+++ Selection
It had been a complicated campaign, right from jump, a talented team ready to win immediately, forced to endure the growing pains of a charismatic young quarterback. As the 2009 season rolled along, statistics accumulated and standings tabulated in the quick vanishing, frenetic rush typifying a League powered by total desperation, it became clear that the Jets merely required competency from Mark Sanchez to perform at a Championship caliber level.

That minimum requirement often proves elusive, even for the highest touted of draft-picks. Rookie quarterbacks make mistakes. The accidents are bound to happen, equal parts inevitable and unpredictable, seemingly arriving at random junctures of games degenerating into chaotic turnover festivals, no matter how conservative the game-plan. Five interceptions against the Bills, four on the road versus New England, three merrily hosting the Falcons, these contests did not represent Mark Sanchez at his best.

Then, suddenly, magic. Fate was kind to the Jets, and they took advantage of the mystical currency, clinching a postseason spot, becoming the underdog darlings of January, their quarterback collecting experiences which could prove absolutely invaluable to his continuing professional maturation.  For any follower of football, one simple indisputable truth emerged, accompanied by a dizzying possibility. The Jets played great where their quarterback was good. And if he were ever to become great, well… the sky was the limit.
++++++
Given instruction 1 =
Return the portion of the piece on the Jets' 2009 season above that starts with "Then, suddenly, magic." and goes on through "was the limit.", copied word for word.
+++ Task inputs
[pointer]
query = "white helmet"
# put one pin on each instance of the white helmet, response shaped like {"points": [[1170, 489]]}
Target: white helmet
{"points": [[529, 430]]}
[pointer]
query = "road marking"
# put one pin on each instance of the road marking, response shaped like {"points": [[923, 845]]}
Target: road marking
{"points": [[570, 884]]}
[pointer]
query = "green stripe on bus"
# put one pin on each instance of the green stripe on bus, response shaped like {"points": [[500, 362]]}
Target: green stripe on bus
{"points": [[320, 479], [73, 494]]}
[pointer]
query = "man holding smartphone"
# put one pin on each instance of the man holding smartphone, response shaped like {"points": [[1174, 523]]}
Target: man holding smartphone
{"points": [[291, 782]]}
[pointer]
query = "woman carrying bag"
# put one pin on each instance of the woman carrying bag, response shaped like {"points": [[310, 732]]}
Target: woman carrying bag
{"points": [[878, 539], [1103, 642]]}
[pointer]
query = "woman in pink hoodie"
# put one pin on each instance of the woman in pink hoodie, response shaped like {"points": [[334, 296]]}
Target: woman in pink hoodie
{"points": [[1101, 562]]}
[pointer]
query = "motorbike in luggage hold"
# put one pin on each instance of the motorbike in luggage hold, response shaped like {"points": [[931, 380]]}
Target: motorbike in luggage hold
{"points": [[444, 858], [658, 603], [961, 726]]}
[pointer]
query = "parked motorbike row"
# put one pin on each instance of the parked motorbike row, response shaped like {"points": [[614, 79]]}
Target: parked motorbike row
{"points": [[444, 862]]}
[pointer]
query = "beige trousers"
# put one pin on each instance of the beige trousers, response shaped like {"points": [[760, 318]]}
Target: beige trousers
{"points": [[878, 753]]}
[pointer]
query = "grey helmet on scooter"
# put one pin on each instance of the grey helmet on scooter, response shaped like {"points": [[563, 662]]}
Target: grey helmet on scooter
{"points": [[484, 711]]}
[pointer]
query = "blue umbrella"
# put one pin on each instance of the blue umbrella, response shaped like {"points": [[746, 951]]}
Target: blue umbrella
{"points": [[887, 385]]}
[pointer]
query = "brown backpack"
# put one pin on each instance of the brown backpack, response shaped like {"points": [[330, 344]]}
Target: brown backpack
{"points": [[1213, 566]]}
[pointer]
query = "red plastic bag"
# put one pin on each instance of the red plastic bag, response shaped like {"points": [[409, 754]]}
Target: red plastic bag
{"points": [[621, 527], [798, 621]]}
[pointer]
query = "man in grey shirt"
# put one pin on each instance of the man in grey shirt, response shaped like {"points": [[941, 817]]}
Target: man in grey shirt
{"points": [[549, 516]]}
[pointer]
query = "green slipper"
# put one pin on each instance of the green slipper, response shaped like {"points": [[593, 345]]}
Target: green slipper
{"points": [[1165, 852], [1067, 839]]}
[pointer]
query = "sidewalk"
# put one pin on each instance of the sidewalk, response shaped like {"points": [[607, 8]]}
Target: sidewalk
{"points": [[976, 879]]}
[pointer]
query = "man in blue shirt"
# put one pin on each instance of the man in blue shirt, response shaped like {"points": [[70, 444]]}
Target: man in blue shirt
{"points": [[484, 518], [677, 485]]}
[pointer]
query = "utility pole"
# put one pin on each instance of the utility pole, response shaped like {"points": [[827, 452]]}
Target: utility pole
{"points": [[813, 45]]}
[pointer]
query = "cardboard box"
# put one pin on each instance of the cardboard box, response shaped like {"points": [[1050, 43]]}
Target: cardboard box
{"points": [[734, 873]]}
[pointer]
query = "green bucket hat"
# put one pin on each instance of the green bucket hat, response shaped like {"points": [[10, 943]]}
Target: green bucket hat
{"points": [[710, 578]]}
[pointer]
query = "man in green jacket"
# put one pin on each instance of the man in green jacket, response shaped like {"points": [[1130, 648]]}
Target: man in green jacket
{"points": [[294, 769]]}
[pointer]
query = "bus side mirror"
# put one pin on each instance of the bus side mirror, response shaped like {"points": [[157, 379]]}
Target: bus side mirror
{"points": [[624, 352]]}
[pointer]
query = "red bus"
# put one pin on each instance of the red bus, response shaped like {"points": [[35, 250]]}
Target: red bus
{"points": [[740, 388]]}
++++++
Given instruction 2 =
Count the lines in the records above that contain the string "luggage", and reply with that number only.

Written response 1 =
Then, suddenly, magic. Fate was kind to the Jets, and they took advantage of the mystical currency, clinching a postseason spot, becoming the underdog darlings of January, their quarterback collecting experiences which could prove absolutely invaluable to his continuing professional maturation.  For any follower of football, one simple indisputable truth emerged, accompanied by a dizzying possibility. The Jets played great where their quarterback was good. And if he were ever to become great, well… the sky was the limit.

Written response 2 =
3